== Supplied data

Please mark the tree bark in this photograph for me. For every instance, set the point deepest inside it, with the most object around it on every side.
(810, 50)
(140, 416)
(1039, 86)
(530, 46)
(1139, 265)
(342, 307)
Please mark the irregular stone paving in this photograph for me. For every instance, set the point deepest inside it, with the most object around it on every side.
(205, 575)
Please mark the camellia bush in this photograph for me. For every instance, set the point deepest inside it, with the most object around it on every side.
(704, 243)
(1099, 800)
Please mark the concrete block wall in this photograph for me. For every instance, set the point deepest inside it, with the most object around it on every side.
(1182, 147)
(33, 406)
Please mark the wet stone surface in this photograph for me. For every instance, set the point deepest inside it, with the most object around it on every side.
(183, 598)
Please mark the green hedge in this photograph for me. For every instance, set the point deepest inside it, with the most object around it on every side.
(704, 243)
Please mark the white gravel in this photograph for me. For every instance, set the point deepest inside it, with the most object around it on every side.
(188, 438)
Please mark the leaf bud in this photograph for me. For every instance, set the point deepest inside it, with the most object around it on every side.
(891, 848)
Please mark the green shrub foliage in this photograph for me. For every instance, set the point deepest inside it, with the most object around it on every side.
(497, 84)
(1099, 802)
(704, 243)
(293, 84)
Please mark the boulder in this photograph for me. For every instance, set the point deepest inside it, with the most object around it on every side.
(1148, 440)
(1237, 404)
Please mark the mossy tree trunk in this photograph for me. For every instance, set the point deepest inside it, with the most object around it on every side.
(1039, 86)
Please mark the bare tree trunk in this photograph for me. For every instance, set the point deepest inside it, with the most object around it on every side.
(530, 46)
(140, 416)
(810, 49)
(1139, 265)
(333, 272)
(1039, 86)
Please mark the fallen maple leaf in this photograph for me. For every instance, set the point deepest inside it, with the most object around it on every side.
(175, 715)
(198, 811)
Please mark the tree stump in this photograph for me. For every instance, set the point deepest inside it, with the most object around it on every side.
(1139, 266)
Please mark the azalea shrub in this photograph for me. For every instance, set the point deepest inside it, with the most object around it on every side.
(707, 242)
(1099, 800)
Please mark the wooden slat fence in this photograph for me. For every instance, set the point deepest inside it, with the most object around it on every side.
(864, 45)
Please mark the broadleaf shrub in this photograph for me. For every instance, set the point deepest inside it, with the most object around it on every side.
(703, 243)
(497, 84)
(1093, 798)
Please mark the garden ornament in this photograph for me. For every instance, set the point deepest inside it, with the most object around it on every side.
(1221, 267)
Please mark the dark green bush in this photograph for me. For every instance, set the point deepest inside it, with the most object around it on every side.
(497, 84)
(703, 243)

====

-- Directions --
The lines from the one with "Please mark the broadleaf" through the final line of the data are to be reproduced exactly, both included, with no other lines.

-- Answer section --
Please mark the broadleaf shrub in this photograph for me. For every instance, set the point deepest inside it, with the most object around it on every side.
(703, 243)
(497, 84)
(1093, 798)
Please mark the garden ornament in this photograph for me. For every instance, set the point deepest inside it, with the most object around it on every side.
(1221, 267)
Please mark the dark green bush in this photograph for me. For every instance, set the point deepest inside it, with the most object around it on every side.
(497, 84)
(703, 243)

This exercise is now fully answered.